- [Given problem] Rewrite the records from the line with "Above is an image. Please determine if any stone wall" to the line with "220, 450, 234]]", replacing "manicured lawn" with "trimmed lawn" and leaving everything else unchanged.

Photo labels with bounding boxes:
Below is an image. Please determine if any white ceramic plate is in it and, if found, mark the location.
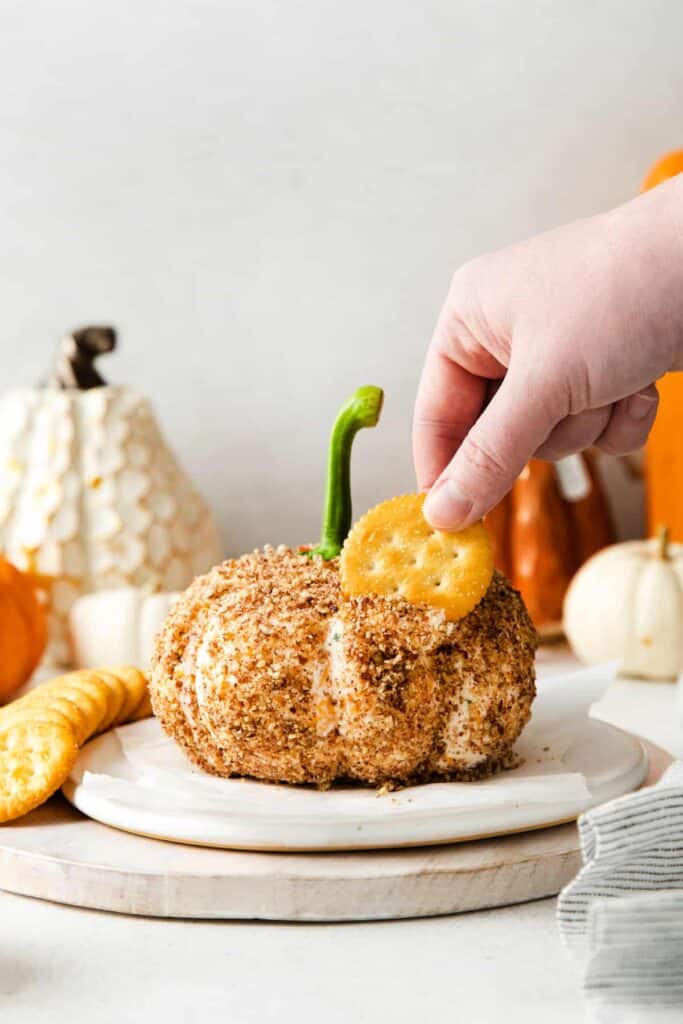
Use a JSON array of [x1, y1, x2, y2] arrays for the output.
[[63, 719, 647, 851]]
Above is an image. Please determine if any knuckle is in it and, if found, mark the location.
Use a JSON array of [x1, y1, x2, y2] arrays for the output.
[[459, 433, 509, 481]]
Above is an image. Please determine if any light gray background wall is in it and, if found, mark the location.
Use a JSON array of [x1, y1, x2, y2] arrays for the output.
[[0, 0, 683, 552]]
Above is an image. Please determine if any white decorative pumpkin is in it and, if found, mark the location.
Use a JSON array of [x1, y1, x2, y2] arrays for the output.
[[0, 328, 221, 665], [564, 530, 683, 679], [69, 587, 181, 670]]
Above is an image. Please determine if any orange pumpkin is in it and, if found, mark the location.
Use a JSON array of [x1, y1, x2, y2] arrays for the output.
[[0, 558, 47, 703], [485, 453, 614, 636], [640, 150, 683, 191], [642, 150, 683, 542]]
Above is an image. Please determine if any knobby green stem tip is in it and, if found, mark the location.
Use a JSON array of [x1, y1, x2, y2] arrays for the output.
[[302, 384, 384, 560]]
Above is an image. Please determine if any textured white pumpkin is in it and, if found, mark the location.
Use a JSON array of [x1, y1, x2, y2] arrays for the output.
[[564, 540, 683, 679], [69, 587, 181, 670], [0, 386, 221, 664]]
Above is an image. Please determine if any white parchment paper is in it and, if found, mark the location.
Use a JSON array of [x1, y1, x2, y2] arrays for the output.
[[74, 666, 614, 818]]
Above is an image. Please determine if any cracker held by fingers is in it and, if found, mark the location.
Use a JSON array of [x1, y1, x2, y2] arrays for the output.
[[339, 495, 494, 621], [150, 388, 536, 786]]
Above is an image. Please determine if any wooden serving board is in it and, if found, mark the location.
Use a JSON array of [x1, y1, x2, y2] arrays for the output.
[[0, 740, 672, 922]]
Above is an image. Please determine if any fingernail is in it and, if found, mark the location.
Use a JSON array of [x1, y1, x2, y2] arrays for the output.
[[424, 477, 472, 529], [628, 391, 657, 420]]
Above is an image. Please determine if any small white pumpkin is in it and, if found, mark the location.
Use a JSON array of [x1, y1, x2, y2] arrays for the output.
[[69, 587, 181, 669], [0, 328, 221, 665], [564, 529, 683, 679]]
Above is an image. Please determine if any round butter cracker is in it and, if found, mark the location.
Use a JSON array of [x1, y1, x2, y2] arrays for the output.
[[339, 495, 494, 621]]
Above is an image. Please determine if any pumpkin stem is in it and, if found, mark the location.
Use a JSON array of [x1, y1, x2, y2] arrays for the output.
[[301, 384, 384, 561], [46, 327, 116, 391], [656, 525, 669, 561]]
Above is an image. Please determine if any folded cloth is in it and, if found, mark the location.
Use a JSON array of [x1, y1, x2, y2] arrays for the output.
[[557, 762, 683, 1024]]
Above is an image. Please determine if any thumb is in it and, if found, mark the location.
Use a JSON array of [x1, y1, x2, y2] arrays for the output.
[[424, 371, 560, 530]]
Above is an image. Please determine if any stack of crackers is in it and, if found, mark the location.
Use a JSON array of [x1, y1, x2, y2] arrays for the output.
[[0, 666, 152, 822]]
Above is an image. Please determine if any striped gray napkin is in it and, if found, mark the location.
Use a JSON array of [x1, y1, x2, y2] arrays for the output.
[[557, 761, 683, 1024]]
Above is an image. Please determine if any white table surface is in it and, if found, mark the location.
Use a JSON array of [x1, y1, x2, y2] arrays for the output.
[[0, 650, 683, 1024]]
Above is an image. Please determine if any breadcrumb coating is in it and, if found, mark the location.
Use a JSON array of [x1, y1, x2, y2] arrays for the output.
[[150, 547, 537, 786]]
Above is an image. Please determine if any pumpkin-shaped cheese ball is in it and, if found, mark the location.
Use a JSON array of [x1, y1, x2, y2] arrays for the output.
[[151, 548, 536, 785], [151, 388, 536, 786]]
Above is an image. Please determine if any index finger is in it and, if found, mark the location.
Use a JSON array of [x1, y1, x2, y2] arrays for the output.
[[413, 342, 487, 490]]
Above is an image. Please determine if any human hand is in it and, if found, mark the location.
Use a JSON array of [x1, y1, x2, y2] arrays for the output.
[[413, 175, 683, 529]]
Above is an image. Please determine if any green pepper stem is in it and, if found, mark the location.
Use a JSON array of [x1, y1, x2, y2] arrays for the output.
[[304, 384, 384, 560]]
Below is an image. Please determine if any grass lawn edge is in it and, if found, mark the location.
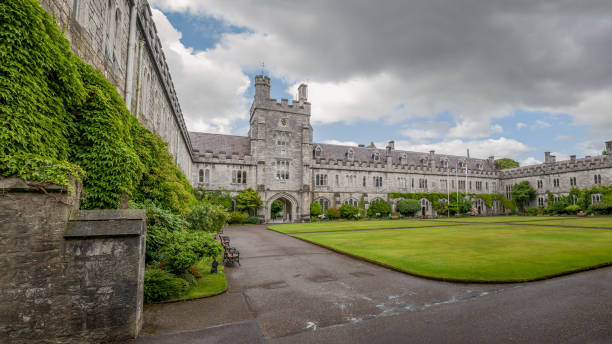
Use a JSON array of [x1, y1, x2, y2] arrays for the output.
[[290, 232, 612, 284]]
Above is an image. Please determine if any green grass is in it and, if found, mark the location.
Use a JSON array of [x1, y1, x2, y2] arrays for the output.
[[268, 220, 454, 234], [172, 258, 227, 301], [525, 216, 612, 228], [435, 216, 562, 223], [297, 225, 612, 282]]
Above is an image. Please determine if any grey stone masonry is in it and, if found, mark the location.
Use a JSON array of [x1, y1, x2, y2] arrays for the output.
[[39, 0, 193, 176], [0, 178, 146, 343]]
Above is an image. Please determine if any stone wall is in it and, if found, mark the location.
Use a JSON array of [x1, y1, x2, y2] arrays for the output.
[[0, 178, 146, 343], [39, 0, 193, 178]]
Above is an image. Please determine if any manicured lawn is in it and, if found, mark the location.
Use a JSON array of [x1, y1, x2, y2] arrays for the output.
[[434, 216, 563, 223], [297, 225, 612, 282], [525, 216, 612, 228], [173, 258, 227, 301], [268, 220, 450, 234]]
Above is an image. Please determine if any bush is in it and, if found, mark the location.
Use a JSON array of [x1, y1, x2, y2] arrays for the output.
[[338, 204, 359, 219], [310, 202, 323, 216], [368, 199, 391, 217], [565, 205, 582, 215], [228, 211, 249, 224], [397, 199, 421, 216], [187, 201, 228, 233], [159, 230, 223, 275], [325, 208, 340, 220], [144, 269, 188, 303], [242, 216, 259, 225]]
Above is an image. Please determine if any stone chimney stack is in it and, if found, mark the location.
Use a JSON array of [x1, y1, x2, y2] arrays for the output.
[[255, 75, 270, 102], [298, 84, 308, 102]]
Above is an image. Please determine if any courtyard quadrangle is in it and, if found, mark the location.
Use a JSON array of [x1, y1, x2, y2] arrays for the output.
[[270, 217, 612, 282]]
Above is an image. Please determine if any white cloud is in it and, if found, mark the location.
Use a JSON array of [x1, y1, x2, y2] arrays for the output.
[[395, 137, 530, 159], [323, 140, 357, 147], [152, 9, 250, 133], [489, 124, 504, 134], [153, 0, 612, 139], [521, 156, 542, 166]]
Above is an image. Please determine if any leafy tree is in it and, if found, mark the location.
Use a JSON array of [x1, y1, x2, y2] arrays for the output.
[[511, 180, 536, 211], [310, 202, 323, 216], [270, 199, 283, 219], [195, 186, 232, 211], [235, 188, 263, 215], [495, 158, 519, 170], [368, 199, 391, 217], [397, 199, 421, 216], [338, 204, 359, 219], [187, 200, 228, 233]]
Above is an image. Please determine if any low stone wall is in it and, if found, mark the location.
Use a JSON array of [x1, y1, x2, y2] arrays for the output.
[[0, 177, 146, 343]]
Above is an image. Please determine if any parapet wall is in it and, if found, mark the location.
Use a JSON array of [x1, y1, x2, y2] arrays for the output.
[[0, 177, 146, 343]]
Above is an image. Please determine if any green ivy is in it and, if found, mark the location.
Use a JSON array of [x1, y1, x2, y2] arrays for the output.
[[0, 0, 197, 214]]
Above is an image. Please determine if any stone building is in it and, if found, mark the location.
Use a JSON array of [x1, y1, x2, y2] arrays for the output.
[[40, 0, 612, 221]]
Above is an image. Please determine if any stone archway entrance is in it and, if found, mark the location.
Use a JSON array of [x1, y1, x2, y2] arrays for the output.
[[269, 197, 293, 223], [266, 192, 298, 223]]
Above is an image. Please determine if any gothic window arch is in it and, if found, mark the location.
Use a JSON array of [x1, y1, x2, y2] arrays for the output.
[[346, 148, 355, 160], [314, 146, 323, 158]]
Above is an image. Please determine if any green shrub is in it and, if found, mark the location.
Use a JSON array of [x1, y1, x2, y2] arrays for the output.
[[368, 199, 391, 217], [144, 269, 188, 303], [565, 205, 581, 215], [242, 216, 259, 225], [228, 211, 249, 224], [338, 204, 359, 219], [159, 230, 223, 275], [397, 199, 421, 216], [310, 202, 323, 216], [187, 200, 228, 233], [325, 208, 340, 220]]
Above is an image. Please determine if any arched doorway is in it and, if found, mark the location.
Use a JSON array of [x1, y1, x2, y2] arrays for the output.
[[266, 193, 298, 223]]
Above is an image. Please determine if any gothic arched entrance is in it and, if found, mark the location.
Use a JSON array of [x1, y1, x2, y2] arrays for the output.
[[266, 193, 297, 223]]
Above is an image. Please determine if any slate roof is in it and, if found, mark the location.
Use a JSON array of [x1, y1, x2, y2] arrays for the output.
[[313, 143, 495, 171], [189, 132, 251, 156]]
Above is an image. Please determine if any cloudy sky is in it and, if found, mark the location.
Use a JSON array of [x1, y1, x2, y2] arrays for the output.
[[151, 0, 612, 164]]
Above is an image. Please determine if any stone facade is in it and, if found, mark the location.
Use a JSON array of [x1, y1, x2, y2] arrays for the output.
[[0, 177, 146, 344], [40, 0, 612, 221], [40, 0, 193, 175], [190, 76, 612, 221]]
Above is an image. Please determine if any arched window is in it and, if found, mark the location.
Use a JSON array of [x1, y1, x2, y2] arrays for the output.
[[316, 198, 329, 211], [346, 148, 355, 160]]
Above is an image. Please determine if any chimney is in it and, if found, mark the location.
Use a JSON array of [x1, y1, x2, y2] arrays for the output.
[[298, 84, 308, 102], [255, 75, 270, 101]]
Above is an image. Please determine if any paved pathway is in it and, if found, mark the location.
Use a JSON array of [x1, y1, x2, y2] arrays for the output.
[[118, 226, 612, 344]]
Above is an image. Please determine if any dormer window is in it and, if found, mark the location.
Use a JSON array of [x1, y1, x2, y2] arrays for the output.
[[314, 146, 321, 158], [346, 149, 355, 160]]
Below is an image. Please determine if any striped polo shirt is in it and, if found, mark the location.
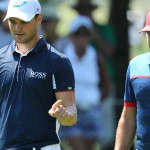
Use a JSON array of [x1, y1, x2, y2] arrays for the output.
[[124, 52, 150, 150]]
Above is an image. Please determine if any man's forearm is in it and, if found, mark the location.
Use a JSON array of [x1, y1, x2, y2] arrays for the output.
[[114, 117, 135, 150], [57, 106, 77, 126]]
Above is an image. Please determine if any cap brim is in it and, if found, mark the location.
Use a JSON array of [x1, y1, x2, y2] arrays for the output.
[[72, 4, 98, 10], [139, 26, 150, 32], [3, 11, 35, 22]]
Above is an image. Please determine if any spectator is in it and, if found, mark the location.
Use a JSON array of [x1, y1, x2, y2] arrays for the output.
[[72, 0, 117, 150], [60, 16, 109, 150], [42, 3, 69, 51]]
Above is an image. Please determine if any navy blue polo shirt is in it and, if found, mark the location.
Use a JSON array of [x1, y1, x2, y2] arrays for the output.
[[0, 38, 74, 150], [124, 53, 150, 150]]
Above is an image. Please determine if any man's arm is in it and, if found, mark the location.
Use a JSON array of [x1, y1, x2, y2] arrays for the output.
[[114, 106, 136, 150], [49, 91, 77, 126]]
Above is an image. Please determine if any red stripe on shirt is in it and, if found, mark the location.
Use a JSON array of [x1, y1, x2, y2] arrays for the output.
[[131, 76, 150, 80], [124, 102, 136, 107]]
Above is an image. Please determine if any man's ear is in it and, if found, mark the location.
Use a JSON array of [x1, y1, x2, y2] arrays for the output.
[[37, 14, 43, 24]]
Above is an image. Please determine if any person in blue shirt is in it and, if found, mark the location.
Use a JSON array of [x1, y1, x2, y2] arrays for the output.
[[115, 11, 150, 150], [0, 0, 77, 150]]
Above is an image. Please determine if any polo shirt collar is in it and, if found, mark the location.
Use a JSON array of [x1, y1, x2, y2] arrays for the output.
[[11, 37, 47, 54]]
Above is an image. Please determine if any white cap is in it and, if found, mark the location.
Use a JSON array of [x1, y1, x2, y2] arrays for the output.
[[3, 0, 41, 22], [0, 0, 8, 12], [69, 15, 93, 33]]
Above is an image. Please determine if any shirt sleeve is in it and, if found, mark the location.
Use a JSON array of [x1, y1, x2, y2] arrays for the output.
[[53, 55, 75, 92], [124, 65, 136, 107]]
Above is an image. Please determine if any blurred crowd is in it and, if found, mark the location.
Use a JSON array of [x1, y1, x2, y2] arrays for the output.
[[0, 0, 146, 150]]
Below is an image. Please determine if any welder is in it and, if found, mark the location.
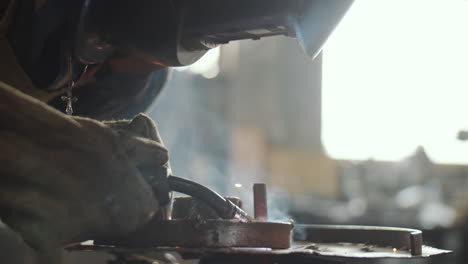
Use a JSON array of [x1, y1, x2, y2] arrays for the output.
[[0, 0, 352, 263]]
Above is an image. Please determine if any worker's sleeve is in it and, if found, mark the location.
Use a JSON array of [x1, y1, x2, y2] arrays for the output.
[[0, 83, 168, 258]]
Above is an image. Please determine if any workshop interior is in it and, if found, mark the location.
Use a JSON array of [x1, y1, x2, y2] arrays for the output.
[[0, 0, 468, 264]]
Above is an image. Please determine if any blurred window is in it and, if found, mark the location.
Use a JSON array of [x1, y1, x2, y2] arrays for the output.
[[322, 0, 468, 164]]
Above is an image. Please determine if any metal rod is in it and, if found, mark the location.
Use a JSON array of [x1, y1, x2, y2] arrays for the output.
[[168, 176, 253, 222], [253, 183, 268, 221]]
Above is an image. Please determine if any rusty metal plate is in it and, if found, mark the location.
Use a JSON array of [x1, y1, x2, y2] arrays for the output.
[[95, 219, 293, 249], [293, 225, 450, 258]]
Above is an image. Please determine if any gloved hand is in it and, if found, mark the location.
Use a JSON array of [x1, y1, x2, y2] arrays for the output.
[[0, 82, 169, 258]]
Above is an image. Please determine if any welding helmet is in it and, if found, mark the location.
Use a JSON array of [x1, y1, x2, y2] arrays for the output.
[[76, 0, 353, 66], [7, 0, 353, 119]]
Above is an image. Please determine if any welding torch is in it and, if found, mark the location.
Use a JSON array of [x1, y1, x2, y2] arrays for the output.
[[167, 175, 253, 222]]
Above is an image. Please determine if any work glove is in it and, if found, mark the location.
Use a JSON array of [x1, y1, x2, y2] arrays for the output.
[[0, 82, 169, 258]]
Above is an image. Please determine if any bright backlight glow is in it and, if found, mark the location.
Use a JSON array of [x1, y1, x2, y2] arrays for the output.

- [Response to this task]
Above is an image. Please determine if any stone wall is in it and, if found, mark the location.
Use a JSON array of [x1, y1, x2, y2] arrays for the output.
[[0, 178, 146, 343], [39, 0, 193, 178]]
Above is an image. Please determine if any trimmed lawn is in it and, if found, mark the location.
Use a JSON array of [x1, y1, x2, y2] arrays for the output.
[[434, 216, 563, 223], [297, 225, 612, 282], [525, 216, 612, 228], [173, 258, 227, 301], [268, 220, 450, 234]]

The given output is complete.